» **Task details**:
Reproduce the material below word for word, keeping every line in its original order.
# # #
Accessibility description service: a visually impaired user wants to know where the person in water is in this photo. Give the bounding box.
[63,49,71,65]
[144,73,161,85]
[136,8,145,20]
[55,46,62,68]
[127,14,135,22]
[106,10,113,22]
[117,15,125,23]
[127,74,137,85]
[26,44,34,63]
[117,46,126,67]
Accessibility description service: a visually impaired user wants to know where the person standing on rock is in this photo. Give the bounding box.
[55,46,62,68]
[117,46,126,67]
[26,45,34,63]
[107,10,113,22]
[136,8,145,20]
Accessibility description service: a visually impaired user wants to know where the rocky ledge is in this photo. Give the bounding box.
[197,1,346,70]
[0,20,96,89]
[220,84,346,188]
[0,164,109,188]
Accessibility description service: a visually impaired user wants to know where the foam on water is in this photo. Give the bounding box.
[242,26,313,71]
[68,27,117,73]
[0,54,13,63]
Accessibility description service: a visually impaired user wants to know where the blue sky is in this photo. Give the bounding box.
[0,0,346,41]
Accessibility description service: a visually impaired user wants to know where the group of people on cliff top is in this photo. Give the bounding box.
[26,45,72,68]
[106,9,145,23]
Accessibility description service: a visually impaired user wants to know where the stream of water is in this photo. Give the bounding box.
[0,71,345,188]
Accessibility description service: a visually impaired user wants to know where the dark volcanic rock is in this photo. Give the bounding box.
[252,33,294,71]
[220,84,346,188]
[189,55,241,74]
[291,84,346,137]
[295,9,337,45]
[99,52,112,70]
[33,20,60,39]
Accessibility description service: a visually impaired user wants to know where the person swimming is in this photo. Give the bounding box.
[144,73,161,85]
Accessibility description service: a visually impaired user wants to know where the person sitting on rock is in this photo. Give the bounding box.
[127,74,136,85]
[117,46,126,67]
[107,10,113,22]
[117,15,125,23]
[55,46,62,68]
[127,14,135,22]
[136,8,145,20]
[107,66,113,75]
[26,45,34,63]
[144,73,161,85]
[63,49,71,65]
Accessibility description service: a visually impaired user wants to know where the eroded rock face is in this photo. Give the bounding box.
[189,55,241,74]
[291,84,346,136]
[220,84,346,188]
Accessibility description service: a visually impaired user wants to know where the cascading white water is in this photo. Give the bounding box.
# # #
» **Problem solution**:
Accessibility description service: a visually impaired user wants to know where the person in water is in this photo. Give the bounding box.
[63,49,71,65]
[144,73,161,85]
[136,8,145,20]
[55,46,62,68]
[127,14,135,22]
[106,10,113,22]
[117,15,125,23]
[127,74,137,85]
[26,44,34,63]
[117,46,126,67]
Accessibility description service: a visually impaired user wants to know where the person standing on rock is in this photo. Give the bounding box.
[55,46,62,68]
[117,46,126,67]
[26,45,34,63]
[107,10,113,22]
[136,8,145,20]
Accessibility description service: a visually impaired user wants to know where the rocky ledge is in this photo. Give the bounding box.
[197,1,346,70]
[0,20,96,89]
[220,84,346,188]
[0,164,109,188]
Accessibility description service: a visually impaired user wants to know where the foam on water is in this photo. Give the bounding box.
[242,26,313,71]
[68,27,117,73]
[0,54,13,63]
Accessibility description service: a visually impaired user wants to know where the blue sky is in this photo. Give the bounding box.
[0,0,346,41]
Accessibility description service: a visually impaired user wants to know where the group of people on cliff top is in this photo. Give the bounding box.
[26,45,72,68]
[106,9,145,23]
Accessibility description service: a visually impaired user wants to know where the stream of water is in this photo. Give the bounding box.
[0,71,345,188]
Accessibility description service: a visually impaired user wants to know where the dark volcanic rock is in this photo. Give the bounding box.
[252,33,294,71]
[220,84,346,188]
[189,55,241,74]
[291,84,346,137]
[295,9,337,45]
[99,52,112,70]
[33,20,60,39]
Accessibility description service: a visually impaired user wants to know where the person swimming is in this photo. Give the bounding box.
[144,73,161,85]
Accessibility description service: a visually impaired user wants to know where the person sitting on rock is in this photo. Give the bounding box.
[127,74,136,85]
[117,46,126,67]
[107,10,113,22]
[117,15,125,23]
[55,46,62,68]
[127,14,135,22]
[136,8,145,20]
[107,66,113,75]
[26,45,34,63]
[144,73,161,85]
[63,49,71,65]
Accessibility description service: a visually impaired user wants to know where the eroded rock face is in this photo. Give the bounding box.
[189,55,241,74]
[291,84,346,136]
[220,84,346,188]
Accessibility description service: a visually impaired user wants to know where the cascading white water is in this photo. Give the bounding box.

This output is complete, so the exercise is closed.